Source records:
★ ★ ★

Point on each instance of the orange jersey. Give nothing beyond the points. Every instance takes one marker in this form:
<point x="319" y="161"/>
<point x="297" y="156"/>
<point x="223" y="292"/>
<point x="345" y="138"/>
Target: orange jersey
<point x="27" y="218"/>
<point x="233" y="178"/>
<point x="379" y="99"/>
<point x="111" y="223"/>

★ ★ ★

**Exercise objective:**
An exact transcription of all the entries is needed.

**Answer to the exercise:**
Point on each instance of the orange jersey. Give nothing beyond the points. Every instance takes one marker in this form:
<point x="319" y="161"/>
<point x="297" y="156"/>
<point x="223" y="292"/>
<point x="345" y="138"/>
Target: orange jersey
<point x="27" y="218"/>
<point x="233" y="178"/>
<point x="379" y="99"/>
<point x="111" y="223"/>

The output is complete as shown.